On comprend l’étonnement de Francis lorsqu’il se rend compte que cette femme mariée est… vierge. Béatrice explique que son mari ne l’honore pas parce qu’il est homosexuel.

Et voici Francis, aidé de son ami Jimmy, lancé dans une aventure où les coups bas ne manquent pas. Il va côtoyer des endroits peu recommandables et mettre sa vie en jeu pour l’amour de Béatrice.

Que l’histoire soit datée, ce n’est pas cela qui m’a gêné, mais certaines digressions ou propos. Ainsi les Arabes sont appelés Biques ou Bicots, selon la terminologie en vigueur à l’époque, 1954, un relent de racisme évident accentué par les prémices de la guerre d’Algérie.

# [Données collectées]

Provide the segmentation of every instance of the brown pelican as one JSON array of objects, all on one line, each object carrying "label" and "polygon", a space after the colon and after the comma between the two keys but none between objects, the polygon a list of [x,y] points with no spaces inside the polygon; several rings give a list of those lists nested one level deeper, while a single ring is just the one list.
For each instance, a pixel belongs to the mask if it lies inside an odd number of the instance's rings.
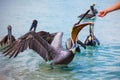
[{"label": "brown pelican", "polygon": [[[74,44],[76,41],[74,37],[78,34],[76,31],[80,31],[86,25],[91,24],[92,23],[79,24],[79,28],[77,28],[77,26],[73,28],[71,39]],[[9,55],[10,58],[16,57],[19,53],[30,48],[38,53],[45,61],[51,61],[51,65],[67,65],[73,60],[76,47],[74,46],[70,50],[65,50],[62,47],[62,36],[63,32],[57,32],[51,44],[49,44],[35,31],[30,31],[13,42],[12,45],[3,52],[3,54],[5,54],[5,56]]]},{"label": "brown pelican", "polygon": [[[85,16],[85,18],[93,18],[96,16],[96,14],[98,13],[98,11],[96,9],[94,9],[95,4],[93,4],[92,6],[90,6],[90,10],[91,10],[91,14],[87,14]],[[81,18],[84,14],[81,14],[80,16],[78,16],[79,18]]]},{"label": "brown pelican", "polygon": [[1,39],[0,41],[0,45],[2,47],[12,44],[15,41],[15,37],[12,35],[12,26],[8,25],[7,29],[8,29],[8,34],[5,37],[3,37],[3,39]]},{"label": "brown pelican", "polygon": [[[37,28],[37,23],[38,21],[37,20],[33,20],[33,23],[31,25],[31,28],[29,31],[36,31],[36,28]],[[39,36],[41,36],[44,40],[46,40],[49,44],[51,44],[54,36],[56,35],[56,33],[49,33],[49,32],[46,32],[46,31],[39,31],[37,32],[37,34]]]},{"label": "brown pelican", "polygon": [[[94,24],[93,24],[94,25]],[[84,44],[87,45],[87,46],[96,46],[96,45],[100,45],[100,42],[99,40],[95,37],[94,35],[94,26],[93,25],[90,25],[90,35],[87,36]]]}]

# [Travail demandé]
Transcrivez l'intégralité du bloc de texte, à l'identique et sans aucune modification.

# [Résultat obtenu]
On comprend l’étonnement de Francis lorsqu’il se rend compte que cette femme mariée est… vierge. Béatrice explique que son mari ne l’honore pas parce qu’il est homosexuel.

Et voici Francis, aidé de son ami Jimmy, lancé dans une aventure où les coups bas ne manquent pas. Il va côtoyer des endroits peu recommandables et mettre sa vie en jeu pour l’amour de Béatrice.

Que l’histoire soit datée, ce n’est pas cela qui m’a gêné, mais certaines digressions ou propos. Ainsi les Arabes sont appelés Biques ou Bicots, selon la terminologie en vigueur à l’époque, 1954, un relent de racisme évident accentué par les prémices de la guerre d’Algérie.